*** EXCERPTED RECORDS ***

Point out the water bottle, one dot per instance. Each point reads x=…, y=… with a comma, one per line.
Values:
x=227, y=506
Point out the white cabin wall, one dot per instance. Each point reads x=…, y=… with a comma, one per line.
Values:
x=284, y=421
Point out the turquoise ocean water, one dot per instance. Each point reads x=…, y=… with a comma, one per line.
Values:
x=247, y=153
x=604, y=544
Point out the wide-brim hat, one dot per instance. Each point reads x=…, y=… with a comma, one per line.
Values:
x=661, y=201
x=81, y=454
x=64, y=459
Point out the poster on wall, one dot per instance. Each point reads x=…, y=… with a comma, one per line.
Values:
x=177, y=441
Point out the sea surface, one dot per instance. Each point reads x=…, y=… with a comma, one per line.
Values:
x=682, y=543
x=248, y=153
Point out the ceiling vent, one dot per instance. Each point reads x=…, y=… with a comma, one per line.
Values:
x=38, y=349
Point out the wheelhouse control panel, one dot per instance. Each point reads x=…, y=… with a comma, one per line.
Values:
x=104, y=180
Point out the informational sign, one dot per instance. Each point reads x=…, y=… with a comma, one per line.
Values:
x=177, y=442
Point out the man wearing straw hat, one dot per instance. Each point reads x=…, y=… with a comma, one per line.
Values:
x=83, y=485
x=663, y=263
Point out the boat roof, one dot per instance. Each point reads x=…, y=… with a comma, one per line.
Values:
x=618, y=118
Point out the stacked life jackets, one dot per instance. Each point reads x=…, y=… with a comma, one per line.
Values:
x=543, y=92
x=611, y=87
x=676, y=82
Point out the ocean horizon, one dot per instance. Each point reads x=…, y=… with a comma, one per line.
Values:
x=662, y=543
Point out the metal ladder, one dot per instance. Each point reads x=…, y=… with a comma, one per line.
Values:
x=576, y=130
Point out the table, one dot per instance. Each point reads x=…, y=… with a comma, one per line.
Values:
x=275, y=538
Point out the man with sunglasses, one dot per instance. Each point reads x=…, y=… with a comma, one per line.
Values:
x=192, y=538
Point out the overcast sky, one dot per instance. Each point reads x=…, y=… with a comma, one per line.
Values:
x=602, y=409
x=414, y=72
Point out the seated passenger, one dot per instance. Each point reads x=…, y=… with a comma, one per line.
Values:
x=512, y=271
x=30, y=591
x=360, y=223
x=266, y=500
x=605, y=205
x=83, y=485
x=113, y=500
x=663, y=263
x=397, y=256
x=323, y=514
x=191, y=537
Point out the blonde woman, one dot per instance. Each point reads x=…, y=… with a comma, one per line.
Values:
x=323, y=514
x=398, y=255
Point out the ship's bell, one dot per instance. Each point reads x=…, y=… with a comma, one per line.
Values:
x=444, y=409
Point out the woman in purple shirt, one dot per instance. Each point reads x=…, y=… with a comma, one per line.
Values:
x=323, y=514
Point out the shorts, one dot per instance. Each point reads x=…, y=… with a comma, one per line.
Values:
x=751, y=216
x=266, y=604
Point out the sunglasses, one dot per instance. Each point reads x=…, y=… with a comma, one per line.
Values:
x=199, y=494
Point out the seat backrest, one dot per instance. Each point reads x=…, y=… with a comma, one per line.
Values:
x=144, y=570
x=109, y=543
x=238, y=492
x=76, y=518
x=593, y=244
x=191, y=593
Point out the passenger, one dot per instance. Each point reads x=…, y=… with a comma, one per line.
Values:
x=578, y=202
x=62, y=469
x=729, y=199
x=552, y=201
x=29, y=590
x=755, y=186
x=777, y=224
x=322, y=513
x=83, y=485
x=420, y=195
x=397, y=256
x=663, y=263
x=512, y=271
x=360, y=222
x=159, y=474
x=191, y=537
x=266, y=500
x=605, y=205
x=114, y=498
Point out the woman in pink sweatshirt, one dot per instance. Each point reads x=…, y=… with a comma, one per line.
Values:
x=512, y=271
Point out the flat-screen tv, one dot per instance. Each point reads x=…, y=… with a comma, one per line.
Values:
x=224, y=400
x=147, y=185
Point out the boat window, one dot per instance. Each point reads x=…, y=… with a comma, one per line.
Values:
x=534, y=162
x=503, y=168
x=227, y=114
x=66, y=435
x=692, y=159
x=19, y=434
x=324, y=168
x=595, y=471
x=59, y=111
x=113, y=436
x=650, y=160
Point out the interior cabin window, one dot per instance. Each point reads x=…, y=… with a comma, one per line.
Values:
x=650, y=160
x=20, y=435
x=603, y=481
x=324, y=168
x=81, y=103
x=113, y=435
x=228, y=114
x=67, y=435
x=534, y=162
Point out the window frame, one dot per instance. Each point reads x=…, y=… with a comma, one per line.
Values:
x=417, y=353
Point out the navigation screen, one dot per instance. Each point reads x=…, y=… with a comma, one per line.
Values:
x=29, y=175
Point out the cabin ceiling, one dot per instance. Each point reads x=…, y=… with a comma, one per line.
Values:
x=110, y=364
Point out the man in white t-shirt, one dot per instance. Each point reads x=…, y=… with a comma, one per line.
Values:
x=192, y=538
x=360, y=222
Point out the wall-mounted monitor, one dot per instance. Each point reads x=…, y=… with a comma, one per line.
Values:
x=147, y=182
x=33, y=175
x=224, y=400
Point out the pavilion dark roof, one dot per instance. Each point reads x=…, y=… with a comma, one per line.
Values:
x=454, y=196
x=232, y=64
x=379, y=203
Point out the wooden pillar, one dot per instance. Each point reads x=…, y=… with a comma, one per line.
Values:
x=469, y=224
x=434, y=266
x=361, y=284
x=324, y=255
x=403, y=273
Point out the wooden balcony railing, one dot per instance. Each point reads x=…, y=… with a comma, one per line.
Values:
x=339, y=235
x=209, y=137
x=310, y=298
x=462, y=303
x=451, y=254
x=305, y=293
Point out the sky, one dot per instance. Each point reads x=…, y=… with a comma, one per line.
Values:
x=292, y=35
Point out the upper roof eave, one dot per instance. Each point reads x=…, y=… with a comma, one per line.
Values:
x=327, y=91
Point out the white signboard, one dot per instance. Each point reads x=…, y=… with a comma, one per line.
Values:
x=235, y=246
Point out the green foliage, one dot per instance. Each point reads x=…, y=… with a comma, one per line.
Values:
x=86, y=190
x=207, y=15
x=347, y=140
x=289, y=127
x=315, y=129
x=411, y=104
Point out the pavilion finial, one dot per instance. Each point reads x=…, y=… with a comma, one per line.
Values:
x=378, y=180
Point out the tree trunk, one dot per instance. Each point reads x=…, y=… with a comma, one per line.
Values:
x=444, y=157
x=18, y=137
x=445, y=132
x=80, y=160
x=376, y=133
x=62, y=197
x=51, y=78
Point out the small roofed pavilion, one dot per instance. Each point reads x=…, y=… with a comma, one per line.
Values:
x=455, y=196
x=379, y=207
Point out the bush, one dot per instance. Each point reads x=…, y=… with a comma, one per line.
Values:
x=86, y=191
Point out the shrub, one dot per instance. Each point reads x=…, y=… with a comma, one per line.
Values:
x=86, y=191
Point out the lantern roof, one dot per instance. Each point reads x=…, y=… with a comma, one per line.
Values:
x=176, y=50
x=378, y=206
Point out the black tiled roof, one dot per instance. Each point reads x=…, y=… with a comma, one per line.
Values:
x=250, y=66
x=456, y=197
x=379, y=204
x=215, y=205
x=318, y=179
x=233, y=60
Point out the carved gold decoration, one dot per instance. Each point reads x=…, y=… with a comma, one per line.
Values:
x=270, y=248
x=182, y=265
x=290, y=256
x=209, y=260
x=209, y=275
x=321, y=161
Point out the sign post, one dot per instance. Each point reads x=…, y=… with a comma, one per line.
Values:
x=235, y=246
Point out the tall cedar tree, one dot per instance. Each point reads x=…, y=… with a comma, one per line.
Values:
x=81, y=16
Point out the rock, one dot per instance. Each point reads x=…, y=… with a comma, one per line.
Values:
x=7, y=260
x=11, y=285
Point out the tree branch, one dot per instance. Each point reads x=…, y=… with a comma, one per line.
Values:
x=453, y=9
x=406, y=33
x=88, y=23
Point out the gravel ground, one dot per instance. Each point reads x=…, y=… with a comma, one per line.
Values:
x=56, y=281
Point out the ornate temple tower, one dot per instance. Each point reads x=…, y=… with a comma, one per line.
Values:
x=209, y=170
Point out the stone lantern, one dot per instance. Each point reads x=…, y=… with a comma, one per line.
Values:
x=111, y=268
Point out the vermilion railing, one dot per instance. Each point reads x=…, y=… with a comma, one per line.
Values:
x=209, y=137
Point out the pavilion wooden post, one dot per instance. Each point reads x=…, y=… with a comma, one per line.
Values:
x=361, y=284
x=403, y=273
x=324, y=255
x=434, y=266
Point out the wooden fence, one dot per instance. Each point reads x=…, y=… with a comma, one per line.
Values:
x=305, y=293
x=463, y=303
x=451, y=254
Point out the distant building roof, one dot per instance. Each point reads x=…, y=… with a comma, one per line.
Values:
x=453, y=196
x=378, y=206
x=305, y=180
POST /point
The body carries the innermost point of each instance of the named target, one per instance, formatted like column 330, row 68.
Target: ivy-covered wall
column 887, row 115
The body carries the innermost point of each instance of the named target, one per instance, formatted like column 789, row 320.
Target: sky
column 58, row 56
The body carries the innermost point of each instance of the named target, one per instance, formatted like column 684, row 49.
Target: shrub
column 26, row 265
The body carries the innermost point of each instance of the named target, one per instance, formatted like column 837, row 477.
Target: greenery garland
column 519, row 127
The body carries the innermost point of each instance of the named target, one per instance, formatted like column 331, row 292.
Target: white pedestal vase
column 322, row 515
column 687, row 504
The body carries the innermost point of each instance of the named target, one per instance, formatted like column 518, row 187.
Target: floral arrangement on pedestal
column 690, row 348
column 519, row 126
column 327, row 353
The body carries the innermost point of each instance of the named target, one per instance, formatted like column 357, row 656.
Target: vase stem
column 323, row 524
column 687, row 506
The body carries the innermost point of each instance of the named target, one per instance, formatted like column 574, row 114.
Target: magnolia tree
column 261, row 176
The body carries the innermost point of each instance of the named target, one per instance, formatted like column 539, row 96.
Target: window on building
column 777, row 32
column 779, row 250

***

### WHAT YOU NEED TO DO
Please give the lines from the first one through the line containing "x=177, y=442", both included, as a Markdown table with the columns Number and Content, numbering each row and leaving out blank lines.

### ANSWER TO THE TASK
| Number | Content |
|---|---|
| 1 | Point out the water bottle, one dot per instance. Each point reads x=…, y=… with a comma, one per line. |
| 2 | Values: |
| 3 | x=227, y=506 |
| 4 | Point out the white cabin wall, one dot per instance. Each point reads x=…, y=… with a comma, one per line. |
| 5 | Values: |
| 6 | x=284, y=421 |
| 7 | Point out the turquoise ocean water, one dot per instance. Each point reads x=…, y=… with a comma, one per line. |
| 8 | Values: |
| 9 | x=247, y=153 |
| 10 | x=604, y=544 |
| 11 | Point out the wide-brim hat, one dot per instance. Each point reads x=…, y=… with a comma, one per line. |
| 12 | Values: |
| 13 | x=661, y=201 |
| 14 | x=81, y=454 |
| 15 | x=64, y=459 |
| 16 | Point out the poster on wall, one dot per instance. Each point reads x=…, y=… with a comma, one per line. |
| 17 | Values: |
| 18 | x=177, y=441 |
| 19 | Point out the sea surface, one dot per instance. Each point reads x=…, y=… with a comma, one per line. |
| 20 | Values: |
| 21 | x=682, y=543 |
| 22 | x=248, y=153 |
| 23 | Point out the ceiling vent, one dot per instance. Each point reads x=…, y=… with a comma, one per line. |
| 24 | Values: |
| 25 | x=38, y=349 |
| 26 | Point out the wheelhouse control panel, one dot per instance. Each point reads x=…, y=… with a comma, one per line. |
| 27 | Values: |
| 28 | x=104, y=180 |
| 29 | Point out the informational sign, one dot per instance. Each point reads x=…, y=… with a comma, one per line. |
| 30 | Values: |
| 31 | x=177, y=442 |